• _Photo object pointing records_

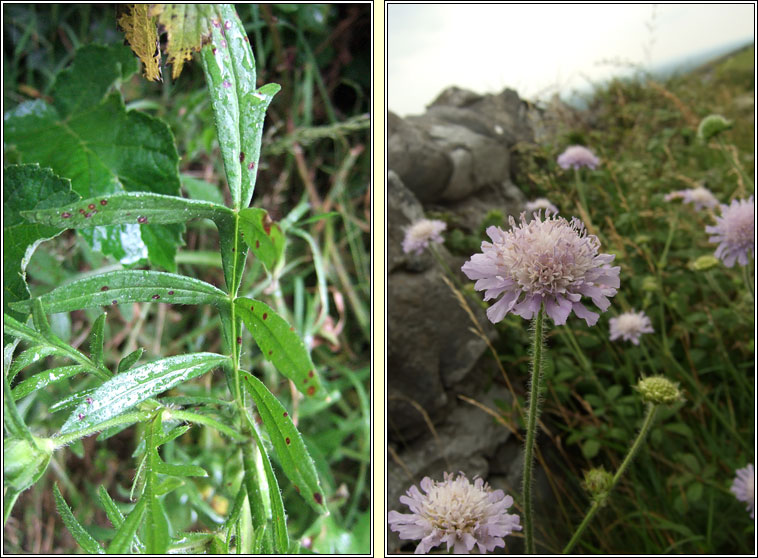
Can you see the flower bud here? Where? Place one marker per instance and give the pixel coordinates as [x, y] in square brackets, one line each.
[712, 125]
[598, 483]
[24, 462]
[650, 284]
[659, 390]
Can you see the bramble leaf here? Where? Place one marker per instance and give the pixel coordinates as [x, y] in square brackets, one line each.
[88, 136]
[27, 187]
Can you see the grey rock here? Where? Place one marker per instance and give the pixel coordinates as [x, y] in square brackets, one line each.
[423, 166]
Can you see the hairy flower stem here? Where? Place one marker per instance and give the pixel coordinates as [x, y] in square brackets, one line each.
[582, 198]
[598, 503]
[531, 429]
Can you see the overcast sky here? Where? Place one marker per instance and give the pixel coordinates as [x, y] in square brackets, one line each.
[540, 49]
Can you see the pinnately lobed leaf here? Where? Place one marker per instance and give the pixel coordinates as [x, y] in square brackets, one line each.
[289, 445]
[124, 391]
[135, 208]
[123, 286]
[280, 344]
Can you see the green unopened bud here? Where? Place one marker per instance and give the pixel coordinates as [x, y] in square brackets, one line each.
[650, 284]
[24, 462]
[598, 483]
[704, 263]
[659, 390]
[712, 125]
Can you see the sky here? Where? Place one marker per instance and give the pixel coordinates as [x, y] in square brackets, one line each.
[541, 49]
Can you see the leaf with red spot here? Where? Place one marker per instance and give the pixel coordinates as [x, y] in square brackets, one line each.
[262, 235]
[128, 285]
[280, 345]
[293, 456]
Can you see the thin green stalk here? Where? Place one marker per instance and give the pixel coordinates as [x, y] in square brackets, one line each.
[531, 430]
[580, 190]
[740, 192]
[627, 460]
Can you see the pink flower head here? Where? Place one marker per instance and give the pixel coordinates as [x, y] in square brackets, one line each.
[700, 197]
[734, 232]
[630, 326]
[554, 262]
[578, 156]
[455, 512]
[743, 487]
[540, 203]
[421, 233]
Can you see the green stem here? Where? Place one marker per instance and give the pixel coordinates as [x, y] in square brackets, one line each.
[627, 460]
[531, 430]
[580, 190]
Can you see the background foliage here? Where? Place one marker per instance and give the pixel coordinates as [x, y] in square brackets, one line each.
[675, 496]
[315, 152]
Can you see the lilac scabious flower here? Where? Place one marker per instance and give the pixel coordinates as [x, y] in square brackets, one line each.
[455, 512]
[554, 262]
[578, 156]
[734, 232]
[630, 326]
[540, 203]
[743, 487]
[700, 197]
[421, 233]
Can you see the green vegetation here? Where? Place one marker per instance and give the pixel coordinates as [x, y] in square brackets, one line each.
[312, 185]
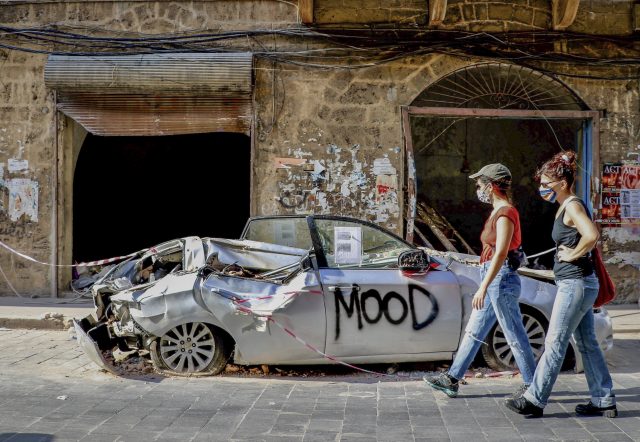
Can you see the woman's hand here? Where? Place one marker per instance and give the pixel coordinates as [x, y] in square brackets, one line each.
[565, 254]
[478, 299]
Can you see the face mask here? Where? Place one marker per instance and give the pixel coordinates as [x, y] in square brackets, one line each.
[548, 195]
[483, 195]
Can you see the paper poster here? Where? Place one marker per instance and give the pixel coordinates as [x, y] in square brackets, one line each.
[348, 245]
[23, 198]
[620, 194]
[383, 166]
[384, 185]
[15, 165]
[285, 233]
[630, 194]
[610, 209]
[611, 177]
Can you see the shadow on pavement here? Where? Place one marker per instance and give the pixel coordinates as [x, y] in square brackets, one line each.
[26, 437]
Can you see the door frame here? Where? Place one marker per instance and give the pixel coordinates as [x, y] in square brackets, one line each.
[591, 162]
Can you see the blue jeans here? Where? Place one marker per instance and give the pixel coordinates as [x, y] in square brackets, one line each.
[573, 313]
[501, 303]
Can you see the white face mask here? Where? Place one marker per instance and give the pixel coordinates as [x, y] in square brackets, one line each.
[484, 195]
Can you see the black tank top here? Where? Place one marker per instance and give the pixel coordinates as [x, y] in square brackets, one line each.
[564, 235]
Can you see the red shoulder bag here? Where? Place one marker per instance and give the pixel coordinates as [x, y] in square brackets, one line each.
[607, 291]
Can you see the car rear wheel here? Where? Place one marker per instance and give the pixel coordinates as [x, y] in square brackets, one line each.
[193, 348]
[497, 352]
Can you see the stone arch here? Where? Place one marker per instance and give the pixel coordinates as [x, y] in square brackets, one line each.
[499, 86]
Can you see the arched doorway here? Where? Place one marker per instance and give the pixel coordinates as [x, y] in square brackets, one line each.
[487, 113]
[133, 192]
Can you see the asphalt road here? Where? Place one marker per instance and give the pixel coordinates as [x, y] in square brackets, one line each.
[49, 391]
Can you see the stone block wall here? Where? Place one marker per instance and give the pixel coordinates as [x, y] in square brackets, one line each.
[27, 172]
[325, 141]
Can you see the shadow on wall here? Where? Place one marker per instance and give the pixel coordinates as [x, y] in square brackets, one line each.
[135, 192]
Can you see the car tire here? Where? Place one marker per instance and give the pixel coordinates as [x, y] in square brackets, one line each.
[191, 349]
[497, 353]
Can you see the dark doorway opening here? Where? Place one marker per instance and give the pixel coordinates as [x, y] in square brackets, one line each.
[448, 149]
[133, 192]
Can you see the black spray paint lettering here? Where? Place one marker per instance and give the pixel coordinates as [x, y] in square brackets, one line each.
...
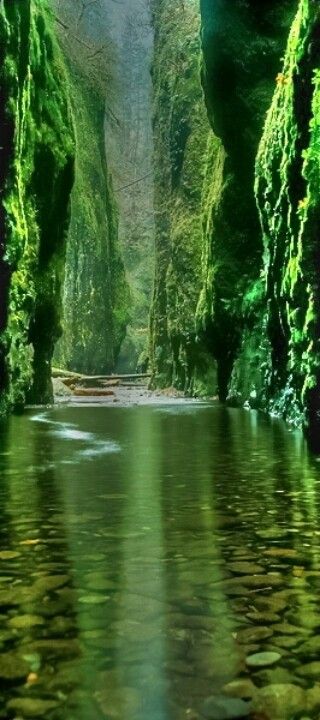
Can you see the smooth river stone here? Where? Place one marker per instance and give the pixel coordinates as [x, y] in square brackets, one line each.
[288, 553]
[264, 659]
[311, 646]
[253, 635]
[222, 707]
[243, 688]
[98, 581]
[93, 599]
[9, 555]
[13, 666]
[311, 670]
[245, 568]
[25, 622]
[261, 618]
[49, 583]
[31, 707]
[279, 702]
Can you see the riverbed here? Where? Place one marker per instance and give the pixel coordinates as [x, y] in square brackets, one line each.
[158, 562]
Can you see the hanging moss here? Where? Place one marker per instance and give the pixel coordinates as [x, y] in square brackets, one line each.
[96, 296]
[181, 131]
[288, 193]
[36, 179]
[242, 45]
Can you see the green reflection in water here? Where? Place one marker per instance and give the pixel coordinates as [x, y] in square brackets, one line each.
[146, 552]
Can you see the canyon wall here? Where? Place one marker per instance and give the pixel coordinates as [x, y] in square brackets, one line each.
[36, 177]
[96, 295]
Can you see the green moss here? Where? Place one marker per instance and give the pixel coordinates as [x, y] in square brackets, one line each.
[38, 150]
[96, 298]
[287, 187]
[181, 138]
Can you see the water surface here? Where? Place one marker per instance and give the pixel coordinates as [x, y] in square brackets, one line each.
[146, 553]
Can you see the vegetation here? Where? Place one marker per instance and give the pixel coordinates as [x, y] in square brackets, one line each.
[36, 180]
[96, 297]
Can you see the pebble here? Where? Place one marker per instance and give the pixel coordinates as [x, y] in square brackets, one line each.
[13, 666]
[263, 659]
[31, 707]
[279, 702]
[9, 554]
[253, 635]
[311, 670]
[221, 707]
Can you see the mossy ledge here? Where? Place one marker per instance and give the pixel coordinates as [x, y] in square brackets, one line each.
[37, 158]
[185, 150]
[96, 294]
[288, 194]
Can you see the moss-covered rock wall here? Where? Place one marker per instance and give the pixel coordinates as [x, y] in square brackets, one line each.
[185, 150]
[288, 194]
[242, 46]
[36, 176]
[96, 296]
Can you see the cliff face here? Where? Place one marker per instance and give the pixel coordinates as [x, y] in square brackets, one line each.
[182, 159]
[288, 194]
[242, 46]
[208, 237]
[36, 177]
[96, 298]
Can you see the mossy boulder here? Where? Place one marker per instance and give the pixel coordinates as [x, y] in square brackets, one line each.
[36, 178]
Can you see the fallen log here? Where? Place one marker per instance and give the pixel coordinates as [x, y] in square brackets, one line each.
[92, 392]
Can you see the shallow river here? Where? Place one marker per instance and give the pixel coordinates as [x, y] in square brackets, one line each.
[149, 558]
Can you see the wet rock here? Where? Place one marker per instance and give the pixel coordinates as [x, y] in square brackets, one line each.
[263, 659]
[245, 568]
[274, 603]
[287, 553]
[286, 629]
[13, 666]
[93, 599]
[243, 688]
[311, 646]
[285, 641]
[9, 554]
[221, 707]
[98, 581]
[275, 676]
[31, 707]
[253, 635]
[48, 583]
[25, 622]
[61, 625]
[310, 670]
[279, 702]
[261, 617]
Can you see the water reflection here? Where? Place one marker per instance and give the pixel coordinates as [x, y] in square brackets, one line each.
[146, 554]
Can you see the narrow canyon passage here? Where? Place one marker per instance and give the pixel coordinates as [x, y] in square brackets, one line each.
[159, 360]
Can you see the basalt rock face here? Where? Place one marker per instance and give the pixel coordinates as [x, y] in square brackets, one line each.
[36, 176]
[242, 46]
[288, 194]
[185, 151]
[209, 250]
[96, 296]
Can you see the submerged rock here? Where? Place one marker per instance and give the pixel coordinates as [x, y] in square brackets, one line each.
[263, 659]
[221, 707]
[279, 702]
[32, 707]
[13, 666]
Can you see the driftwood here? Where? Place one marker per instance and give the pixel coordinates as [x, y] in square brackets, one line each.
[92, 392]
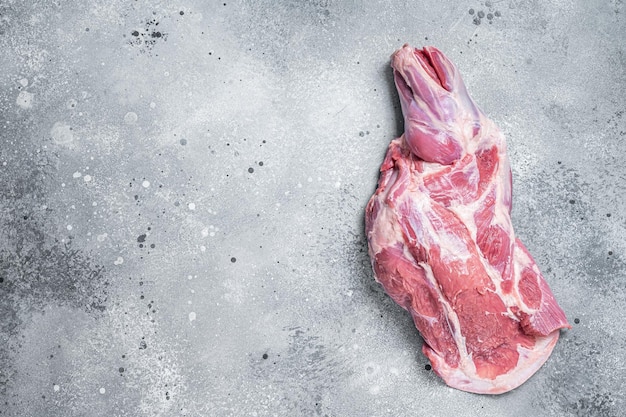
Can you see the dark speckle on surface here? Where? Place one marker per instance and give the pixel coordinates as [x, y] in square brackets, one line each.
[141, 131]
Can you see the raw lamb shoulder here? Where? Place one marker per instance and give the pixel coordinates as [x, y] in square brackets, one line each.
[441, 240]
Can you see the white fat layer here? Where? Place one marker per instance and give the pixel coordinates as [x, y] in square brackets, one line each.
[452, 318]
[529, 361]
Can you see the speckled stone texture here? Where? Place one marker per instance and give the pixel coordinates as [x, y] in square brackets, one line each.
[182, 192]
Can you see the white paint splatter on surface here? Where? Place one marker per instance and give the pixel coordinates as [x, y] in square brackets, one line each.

• _WRITTEN TASK_
Gather every line in the records above that contains the word "vegetation" and copy each one in full.

• _REPLY_
Can you see the green vegetation here? Where? Place one marker per instance and give the pixel coordinates as [x, y] in square brackets, one line each.
Can you see the vegetation here? Where? Place one marker per instance and give the pixel coordinates as [x, y] in square brackets, one line each.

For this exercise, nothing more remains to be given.